§ Exercise objective: Reproduce the items below word for word, from the line containing "of the fish" up to and including the line containing "pixel 157 18".

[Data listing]
---

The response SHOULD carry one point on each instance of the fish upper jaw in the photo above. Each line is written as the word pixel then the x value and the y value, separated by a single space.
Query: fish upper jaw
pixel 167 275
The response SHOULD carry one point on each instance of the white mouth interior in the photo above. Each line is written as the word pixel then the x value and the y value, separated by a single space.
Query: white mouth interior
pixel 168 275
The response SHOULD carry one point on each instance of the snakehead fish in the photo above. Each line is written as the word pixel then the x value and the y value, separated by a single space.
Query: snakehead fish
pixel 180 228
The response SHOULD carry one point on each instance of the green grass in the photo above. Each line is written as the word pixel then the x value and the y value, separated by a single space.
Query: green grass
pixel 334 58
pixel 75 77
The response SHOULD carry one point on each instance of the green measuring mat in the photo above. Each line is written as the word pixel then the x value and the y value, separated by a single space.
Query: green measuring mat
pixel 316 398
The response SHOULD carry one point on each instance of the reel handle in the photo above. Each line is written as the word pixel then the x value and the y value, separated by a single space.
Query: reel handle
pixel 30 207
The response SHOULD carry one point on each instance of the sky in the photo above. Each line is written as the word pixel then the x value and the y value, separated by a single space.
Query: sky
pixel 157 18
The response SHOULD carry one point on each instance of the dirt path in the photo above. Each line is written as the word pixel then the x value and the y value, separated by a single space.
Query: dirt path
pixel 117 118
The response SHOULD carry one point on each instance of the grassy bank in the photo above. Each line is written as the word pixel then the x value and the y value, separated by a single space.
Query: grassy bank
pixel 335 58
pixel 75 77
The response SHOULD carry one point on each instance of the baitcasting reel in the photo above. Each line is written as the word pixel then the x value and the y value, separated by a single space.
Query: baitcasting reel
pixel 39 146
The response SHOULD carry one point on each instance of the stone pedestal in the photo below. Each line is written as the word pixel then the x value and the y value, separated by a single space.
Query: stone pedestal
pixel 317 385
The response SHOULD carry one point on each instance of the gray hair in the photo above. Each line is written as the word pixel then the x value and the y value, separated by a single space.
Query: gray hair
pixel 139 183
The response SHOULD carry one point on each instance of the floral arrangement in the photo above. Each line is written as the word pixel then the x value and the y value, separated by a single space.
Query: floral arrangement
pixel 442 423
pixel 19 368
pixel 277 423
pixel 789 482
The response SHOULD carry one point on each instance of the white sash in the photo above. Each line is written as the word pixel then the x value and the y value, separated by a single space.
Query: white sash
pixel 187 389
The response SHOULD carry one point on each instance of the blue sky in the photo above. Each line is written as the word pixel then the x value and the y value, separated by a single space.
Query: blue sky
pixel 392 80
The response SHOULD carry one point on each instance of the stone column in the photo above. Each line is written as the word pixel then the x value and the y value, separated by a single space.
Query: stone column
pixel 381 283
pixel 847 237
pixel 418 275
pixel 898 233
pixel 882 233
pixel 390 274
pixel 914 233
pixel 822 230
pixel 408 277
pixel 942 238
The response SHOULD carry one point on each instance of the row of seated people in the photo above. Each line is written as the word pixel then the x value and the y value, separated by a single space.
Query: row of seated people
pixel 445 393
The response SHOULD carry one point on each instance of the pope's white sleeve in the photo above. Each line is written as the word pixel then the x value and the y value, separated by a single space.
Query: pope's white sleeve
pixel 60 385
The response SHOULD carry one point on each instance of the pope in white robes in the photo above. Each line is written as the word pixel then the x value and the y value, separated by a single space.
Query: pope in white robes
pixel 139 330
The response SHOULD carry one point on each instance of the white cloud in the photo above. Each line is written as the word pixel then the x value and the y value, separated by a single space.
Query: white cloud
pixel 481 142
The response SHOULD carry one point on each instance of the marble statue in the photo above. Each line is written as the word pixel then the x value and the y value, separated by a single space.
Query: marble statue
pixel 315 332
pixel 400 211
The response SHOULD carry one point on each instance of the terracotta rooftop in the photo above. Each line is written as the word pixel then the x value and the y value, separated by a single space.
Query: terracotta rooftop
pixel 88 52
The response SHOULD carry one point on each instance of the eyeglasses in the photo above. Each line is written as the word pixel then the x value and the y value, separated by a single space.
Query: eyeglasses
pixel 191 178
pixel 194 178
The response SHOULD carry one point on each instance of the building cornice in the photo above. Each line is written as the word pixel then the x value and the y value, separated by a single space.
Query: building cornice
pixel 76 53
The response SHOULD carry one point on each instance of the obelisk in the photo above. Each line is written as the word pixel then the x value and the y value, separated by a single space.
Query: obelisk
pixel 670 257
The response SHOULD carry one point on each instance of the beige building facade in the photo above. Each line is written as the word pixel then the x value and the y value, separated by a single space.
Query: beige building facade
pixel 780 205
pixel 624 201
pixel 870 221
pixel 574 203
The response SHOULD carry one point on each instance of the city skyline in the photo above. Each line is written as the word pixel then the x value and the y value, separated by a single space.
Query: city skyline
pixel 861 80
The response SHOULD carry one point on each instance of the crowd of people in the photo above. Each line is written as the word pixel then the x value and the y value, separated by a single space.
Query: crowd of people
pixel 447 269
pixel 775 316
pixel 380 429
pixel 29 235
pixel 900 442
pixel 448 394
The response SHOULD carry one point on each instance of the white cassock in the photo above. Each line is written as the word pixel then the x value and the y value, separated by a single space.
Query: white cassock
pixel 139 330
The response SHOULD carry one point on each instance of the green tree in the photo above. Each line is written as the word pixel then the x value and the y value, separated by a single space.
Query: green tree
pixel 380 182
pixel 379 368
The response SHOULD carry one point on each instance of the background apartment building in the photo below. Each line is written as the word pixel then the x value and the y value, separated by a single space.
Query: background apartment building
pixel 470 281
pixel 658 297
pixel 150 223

---

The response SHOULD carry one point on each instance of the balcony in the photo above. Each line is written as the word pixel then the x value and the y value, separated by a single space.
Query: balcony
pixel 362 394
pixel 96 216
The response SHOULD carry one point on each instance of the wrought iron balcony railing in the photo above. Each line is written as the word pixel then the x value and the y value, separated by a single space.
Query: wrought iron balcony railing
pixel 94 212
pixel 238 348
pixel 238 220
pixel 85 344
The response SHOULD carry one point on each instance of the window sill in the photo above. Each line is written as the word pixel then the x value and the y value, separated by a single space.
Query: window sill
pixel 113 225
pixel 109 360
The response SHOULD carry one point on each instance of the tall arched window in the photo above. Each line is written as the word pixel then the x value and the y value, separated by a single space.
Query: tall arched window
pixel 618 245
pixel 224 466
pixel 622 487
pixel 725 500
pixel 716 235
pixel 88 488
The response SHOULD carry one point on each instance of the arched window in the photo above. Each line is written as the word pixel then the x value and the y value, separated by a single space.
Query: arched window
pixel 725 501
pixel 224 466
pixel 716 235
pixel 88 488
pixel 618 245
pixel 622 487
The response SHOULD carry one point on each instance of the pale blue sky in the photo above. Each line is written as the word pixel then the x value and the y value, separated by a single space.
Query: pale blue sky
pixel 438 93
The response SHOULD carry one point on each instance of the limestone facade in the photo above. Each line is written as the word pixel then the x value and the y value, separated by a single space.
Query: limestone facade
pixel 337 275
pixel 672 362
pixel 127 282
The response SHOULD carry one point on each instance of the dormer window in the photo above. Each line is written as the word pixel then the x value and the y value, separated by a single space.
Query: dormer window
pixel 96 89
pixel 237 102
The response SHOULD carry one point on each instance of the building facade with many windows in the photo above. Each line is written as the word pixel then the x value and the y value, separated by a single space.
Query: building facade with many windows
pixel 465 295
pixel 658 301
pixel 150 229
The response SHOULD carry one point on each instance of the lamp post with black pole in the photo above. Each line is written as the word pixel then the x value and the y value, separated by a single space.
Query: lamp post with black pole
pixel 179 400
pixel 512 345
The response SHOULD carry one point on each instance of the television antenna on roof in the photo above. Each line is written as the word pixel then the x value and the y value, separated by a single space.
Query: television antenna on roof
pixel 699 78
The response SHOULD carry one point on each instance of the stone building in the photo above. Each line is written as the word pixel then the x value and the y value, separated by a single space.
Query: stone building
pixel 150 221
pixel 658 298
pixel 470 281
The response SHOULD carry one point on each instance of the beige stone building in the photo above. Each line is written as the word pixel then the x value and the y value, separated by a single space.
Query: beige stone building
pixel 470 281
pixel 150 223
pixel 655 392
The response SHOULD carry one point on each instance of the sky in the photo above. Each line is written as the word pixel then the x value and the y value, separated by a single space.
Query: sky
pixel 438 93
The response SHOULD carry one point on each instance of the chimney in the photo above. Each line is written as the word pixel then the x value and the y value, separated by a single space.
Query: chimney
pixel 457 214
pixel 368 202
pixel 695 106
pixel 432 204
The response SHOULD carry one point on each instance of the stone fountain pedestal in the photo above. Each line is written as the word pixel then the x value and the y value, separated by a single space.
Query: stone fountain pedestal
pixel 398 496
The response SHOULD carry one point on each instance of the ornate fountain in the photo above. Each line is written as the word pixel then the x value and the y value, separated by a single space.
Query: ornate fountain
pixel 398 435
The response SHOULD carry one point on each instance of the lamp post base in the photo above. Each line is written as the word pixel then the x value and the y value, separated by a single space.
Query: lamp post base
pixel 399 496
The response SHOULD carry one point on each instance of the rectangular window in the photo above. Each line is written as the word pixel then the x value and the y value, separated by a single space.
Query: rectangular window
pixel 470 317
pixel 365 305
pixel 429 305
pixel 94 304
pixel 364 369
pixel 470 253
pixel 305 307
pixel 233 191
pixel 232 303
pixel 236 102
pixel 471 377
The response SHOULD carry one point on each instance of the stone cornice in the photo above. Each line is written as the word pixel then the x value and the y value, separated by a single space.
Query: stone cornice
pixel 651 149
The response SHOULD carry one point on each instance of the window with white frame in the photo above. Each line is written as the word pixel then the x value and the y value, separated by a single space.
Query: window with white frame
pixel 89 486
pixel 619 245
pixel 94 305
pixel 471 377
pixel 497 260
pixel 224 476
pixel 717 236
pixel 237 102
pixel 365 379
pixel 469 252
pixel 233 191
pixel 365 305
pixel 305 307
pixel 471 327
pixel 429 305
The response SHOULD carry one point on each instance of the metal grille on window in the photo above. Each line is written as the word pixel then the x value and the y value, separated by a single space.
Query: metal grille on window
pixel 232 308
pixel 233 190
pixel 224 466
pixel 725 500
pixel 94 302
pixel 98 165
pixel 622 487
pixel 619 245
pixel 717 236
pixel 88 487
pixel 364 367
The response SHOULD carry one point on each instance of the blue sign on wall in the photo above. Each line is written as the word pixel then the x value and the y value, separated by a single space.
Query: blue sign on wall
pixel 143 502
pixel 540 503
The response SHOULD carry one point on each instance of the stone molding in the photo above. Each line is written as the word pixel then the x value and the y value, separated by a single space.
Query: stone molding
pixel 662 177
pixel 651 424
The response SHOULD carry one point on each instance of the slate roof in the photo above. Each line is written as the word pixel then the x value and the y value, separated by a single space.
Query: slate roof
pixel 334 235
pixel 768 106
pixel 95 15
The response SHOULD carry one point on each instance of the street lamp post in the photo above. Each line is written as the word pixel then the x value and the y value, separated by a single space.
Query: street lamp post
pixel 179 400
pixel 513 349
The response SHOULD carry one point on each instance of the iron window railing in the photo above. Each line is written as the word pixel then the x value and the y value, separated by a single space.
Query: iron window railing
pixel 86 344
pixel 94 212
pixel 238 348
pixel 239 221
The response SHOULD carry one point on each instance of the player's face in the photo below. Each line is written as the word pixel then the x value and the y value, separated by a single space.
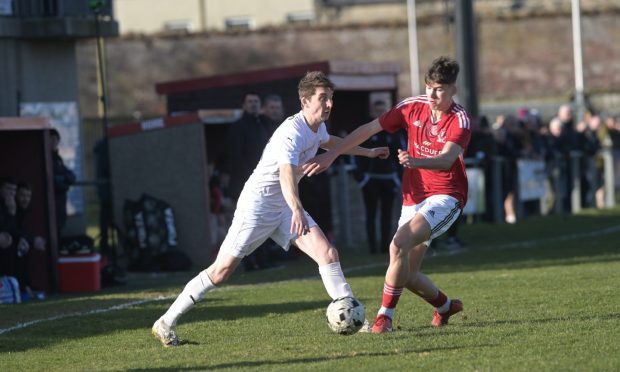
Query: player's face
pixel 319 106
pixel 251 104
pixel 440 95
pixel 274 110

---

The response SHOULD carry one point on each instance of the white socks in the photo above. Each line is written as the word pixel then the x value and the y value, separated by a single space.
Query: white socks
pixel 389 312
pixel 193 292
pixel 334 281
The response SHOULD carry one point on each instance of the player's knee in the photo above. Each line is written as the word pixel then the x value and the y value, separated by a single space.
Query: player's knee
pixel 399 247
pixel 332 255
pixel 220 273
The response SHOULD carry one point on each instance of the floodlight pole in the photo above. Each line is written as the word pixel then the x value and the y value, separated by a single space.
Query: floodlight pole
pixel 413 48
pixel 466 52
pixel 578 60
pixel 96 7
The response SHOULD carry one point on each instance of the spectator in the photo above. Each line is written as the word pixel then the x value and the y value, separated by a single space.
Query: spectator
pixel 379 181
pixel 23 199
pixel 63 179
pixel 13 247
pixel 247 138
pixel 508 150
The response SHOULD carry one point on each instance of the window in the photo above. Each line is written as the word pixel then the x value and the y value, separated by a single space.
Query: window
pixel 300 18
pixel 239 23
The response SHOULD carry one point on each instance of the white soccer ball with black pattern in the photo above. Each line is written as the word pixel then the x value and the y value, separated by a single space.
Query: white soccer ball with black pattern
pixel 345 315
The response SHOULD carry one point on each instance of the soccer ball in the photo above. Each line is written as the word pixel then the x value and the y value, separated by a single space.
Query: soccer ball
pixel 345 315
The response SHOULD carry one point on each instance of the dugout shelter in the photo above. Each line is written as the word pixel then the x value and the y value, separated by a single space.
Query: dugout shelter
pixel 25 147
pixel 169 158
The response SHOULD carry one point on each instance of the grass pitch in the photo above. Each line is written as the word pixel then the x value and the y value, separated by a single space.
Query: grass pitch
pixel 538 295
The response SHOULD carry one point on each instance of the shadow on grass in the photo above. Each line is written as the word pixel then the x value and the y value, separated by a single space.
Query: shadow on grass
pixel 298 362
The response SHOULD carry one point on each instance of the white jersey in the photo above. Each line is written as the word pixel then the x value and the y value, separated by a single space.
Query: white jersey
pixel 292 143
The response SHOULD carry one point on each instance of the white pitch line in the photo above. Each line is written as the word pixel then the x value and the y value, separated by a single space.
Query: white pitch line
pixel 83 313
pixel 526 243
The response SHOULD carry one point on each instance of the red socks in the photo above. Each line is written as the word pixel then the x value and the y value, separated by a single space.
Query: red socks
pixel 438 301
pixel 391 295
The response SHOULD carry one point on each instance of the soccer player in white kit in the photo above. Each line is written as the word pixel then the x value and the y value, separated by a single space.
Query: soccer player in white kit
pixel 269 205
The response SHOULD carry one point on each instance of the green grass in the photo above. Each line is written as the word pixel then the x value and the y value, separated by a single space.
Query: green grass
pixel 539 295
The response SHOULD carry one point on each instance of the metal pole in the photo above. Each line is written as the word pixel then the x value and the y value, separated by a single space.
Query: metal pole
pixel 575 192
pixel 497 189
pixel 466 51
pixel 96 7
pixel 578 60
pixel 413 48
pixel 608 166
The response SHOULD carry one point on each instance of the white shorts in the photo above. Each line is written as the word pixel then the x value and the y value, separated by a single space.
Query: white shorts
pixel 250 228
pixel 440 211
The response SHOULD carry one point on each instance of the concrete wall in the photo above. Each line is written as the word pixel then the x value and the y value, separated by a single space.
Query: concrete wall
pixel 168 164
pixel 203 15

---

§ Solution for this problem:
The response SHOULD carry one point on each instance of the fish upper jaw in the photo above. Each line is written as the word pixel then the x value and the y value, separated by a single space.
Query: fish upper jaw
pixel 167 275
The response SHOULD carry one point on each instance of the white mouth interior in the photo above. Each line is written as the word pixel then the x value and the y value, separated by a single space.
Query: white mouth interior
pixel 168 275
The response SHOULD carry one point on each instance of the snakehead fish in the photo above. Each line is written as the word pixel then the x value and the y value, separated by a single space.
Query: snakehead fish
pixel 180 228
The response SHOULD carry one point on each instance of the green grass in the photo above. Each line is written as the word pixel then the x value and the y value, separated by a single space.
Query: green grass
pixel 334 58
pixel 75 77
The response SHOULD carry one point on each instance of the green measuring mat in the photo above. Each line is written as the word pixel then the x value and the y value, separated by a single space.
Query: green measuring mat
pixel 316 398
The response SHOULD carry one point on each instance of the reel handle in the photo above. Each line is written as the word pixel then the x value and the y value, separated by a single space.
Query: reel handle
pixel 30 207
The response SHOULD carry one point on each instance of the sky in the photo above. Each line is written as the word pixel then the x value and the y value, separated by a single space.
Query: sky
pixel 157 18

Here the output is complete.